Task description:
Each line of the records below that includes "soccer" adds one to the count; state the final count by itself.

Extracted information:
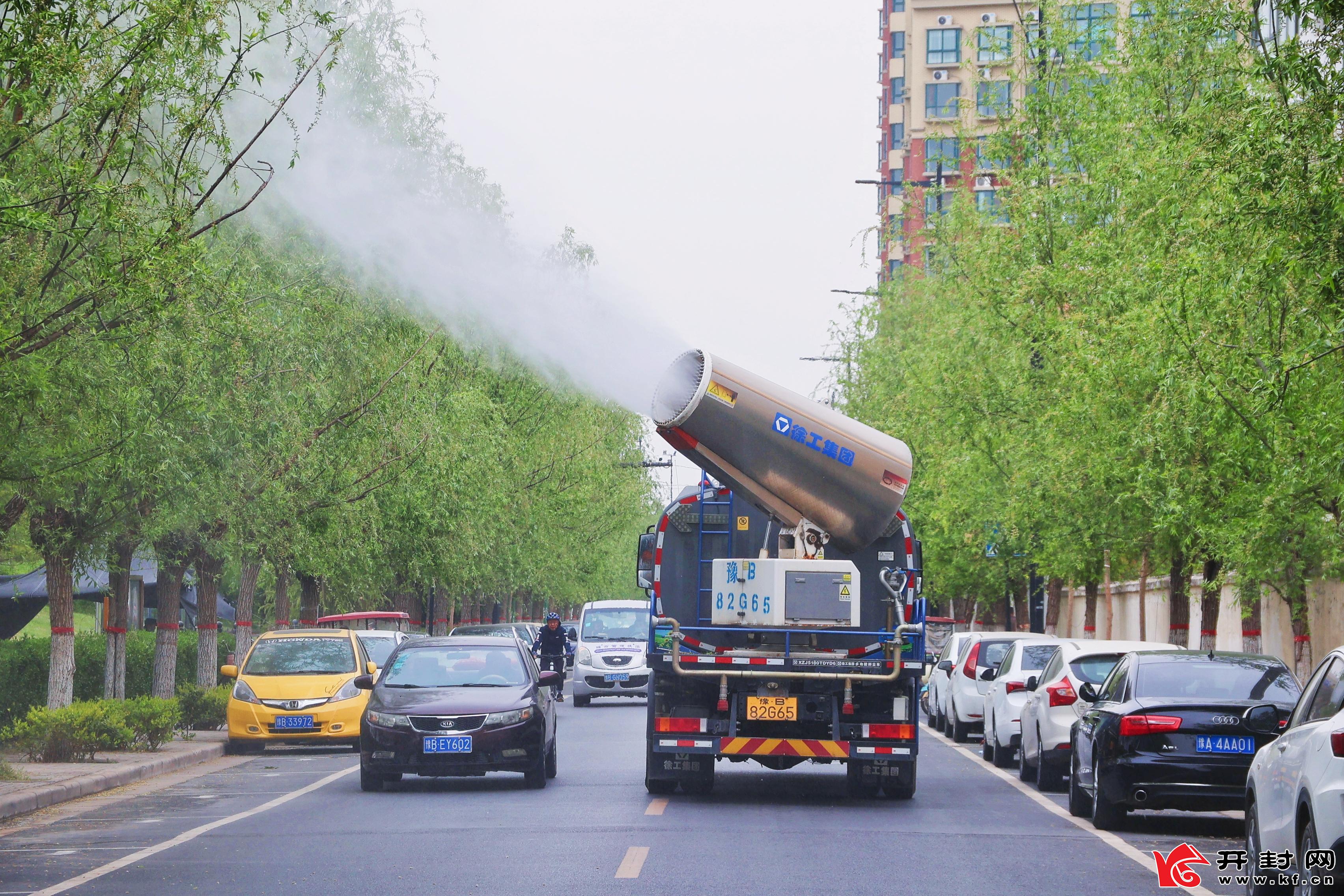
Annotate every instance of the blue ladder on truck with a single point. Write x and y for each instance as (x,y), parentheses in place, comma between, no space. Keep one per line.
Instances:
(710,499)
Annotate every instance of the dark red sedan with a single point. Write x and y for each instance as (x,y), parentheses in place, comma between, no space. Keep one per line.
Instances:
(457,707)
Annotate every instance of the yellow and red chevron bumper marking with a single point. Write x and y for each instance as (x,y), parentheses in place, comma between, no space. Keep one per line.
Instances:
(784,747)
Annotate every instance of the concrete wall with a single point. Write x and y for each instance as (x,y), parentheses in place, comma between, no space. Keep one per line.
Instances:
(1325,606)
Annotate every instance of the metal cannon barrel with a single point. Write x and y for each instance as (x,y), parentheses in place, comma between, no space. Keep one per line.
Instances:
(785,453)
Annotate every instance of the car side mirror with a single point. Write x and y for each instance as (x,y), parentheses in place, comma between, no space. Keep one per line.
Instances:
(1262,719)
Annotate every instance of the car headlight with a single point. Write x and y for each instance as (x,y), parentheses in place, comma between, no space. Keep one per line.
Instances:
(347,691)
(389,721)
(244,692)
(510,718)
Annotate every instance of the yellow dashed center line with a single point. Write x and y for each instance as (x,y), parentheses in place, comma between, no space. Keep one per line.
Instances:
(632,863)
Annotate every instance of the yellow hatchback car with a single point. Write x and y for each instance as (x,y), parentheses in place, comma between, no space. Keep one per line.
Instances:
(297,687)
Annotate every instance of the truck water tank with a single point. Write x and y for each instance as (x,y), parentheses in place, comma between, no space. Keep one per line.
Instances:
(788,455)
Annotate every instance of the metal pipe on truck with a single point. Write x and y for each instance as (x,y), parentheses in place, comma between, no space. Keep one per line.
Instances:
(792,457)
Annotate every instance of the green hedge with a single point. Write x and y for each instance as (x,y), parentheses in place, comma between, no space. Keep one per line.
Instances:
(25,664)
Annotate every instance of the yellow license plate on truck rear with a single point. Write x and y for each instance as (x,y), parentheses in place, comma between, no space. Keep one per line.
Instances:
(772,708)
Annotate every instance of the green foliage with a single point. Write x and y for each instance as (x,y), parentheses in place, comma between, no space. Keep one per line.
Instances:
(203,708)
(151,721)
(70,734)
(25,663)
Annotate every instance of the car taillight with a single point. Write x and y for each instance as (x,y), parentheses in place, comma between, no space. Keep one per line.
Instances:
(1062,694)
(969,668)
(1135,726)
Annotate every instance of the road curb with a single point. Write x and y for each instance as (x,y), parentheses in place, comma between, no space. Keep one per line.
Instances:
(123,774)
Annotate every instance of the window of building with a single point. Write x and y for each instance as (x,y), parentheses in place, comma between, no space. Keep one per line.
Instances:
(937,202)
(945,151)
(944,46)
(1090,29)
(941,100)
(994,43)
(994,99)
(984,155)
(988,203)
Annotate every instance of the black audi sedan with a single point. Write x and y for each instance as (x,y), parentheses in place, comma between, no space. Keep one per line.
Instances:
(457,707)
(1175,730)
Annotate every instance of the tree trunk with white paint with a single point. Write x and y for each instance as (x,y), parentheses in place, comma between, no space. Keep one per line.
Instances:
(209,567)
(246,599)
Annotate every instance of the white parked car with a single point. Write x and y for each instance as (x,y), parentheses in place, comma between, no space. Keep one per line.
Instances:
(939,678)
(982,652)
(1053,704)
(1007,695)
(610,655)
(1295,790)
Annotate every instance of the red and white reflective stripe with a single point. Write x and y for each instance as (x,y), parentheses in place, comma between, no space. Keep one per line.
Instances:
(686,743)
(737,661)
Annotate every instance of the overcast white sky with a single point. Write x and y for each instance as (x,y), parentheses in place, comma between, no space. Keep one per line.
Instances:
(706,149)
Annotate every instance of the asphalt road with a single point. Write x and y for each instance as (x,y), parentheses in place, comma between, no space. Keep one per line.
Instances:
(295,821)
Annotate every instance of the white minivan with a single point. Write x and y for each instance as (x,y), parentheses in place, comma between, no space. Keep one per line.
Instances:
(610,655)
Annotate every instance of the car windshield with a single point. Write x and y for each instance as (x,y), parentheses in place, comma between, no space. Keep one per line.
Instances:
(300,656)
(1035,657)
(992,652)
(1219,679)
(1096,668)
(378,649)
(456,667)
(628,624)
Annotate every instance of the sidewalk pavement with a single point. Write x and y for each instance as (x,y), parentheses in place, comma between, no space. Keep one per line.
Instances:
(56,782)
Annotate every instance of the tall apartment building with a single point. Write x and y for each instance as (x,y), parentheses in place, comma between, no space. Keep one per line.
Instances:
(945,76)
(948,80)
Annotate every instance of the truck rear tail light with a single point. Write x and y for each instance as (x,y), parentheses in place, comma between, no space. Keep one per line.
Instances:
(1135,726)
(969,668)
(1062,694)
(896,733)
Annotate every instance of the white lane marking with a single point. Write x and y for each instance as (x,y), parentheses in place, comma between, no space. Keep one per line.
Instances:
(1046,803)
(187,836)
(632,863)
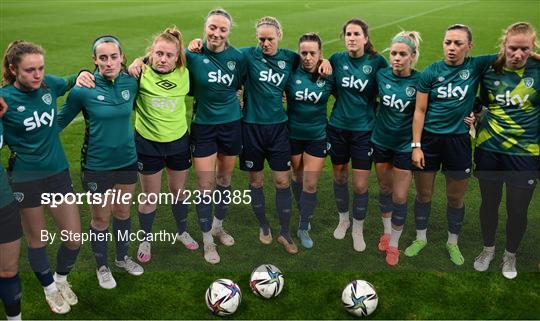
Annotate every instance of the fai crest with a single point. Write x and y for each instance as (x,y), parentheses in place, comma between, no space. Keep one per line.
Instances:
(47,98)
(18,196)
(464,74)
(410,91)
(367,69)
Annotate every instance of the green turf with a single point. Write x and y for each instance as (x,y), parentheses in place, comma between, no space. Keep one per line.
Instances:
(425,287)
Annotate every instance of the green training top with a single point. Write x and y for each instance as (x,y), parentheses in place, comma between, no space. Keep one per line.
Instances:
(356,90)
(267,78)
(109,143)
(215,79)
(452,90)
(306,105)
(160,113)
(6,195)
(393,124)
(512,124)
(31,130)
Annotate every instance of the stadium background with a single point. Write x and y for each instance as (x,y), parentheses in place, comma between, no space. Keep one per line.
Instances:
(426,287)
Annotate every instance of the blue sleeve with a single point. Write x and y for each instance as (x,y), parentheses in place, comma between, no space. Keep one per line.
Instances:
(70,109)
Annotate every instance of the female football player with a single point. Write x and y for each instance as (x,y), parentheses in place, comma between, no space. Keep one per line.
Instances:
(351,123)
(39,168)
(109,157)
(391,137)
(507,146)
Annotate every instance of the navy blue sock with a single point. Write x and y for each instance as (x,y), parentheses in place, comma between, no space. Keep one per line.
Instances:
(40,265)
(99,246)
(455,218)
(11,293)
(258,206)
(204,212)
(283,206)
(296,188)
(180,216)
(146,220)
(399,214)
(308,202)
(360,206)
(221,208)
(421,214)
(65,259)
(121,229)
(341,193)
(385,203)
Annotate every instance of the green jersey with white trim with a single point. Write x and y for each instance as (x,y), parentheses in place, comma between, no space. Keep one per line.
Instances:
(393,124)
(306,105)
(160,113)
(31,130)
(6,195)
(356,90)
(109,142)
(452,90)
(215,79)
(267,78)
(512,123)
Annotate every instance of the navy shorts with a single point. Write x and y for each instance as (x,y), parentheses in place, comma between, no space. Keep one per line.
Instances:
(401,160)
(10,223)
(519,171)
(348,145)
(270,142)
(453,152)
(28,194)
(316,148)
(225,139)
(154,156)
(101,181)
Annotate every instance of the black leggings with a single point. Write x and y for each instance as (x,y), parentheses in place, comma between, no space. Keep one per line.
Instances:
(517,204)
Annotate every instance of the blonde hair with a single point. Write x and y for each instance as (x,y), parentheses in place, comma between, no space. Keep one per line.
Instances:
(272,22)
(523,28)
(172,35)
(13,56)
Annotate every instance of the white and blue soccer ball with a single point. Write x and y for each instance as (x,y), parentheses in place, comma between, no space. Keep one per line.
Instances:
(359,298)
(266,281)
(223,297)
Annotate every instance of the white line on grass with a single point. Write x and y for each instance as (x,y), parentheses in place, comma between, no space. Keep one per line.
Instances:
(405,19)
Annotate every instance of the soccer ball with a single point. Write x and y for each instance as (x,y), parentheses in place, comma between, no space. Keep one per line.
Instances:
(223,297)
(266,281)
(359,298)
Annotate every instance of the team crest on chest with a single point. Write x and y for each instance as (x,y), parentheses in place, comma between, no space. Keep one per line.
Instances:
(410,91)
(47,98)
(367,69)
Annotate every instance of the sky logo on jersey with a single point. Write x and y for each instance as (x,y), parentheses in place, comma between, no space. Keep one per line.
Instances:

Answer:
2